• **Work required**
Can you repeat all of the records below word for word, leaving the pictures out of your answer?

### Provided information ###

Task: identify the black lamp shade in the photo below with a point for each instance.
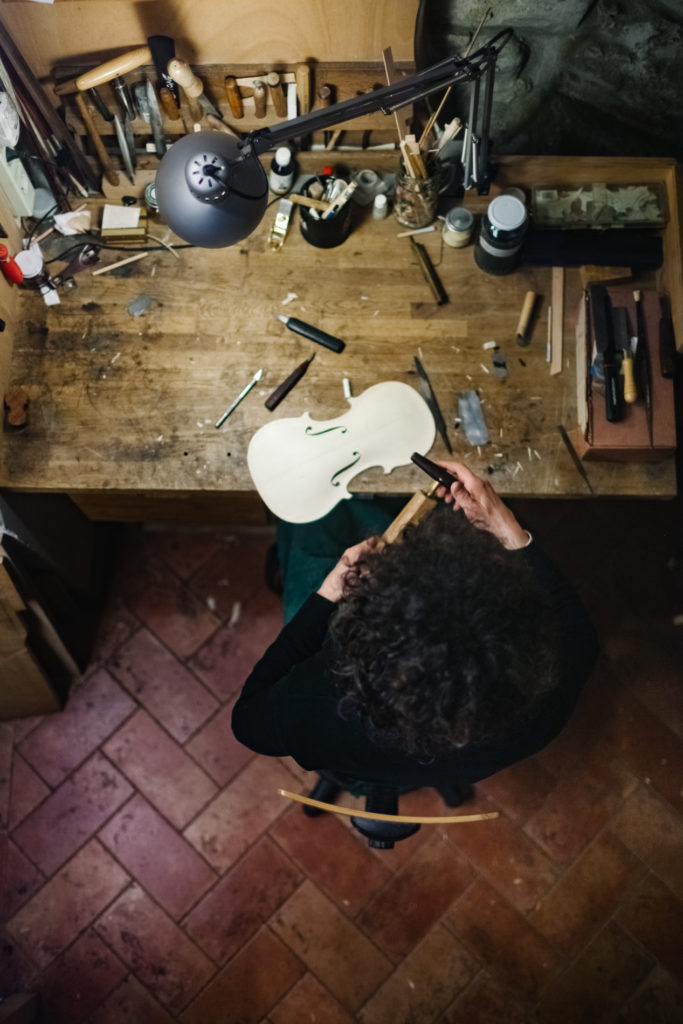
(209, 192)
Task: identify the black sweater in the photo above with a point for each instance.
(288, 705)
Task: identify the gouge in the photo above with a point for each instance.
(104, 73)
(181, 73)
(233, 96)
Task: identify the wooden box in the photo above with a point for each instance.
(628, 439)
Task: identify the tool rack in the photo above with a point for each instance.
(345, 80)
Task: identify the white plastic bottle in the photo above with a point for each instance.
(281, 177)
(380, 207)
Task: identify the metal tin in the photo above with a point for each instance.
(501, 236)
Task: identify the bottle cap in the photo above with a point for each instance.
(507, 213)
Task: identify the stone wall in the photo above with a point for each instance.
(580, 77)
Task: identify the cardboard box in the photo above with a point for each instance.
(627, 440)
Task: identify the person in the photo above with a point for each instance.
(438, 659)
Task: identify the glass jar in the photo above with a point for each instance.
(415, 205)
(457, 228)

###

• **Answer below**
Task: identify the black lamp shade in the photo below with a point for each instance.
(209, 192)
Task: identify the black sweater in the photo above with a point for each instance.
(288, 705)
Task: identify the gouge in the photo above with a point for each instance.
(104, 73)
(181, 73)
(233, 96)
Task: identify the wooden box in the photo above with a point for each instance.
(628, 439)
Task: identify the tool rack in the photo above with a point for each instance.
(345, 80)
Task: identify the white plastic bottle in the photo above with a point for each instance.
(281, 177)
(380, 207)
Task: identify the metal tin in the photo above with a point for each instance.
(501, 236)
Task: identify the bottle cap in the photo above with a point for each instance.
(507, 213)
Task: identify the stone wall in the photo above with a point for each instance.
(580, 77)
Task: identify the cardboard box in the photo above with a point for each instance.
(627, 440)
Task: identify the person in the photo above with a point for each instance.
(438, 659)
Task: identify the glass jar in the photo above with a point for each instance.
(415, 205)
(457, 228)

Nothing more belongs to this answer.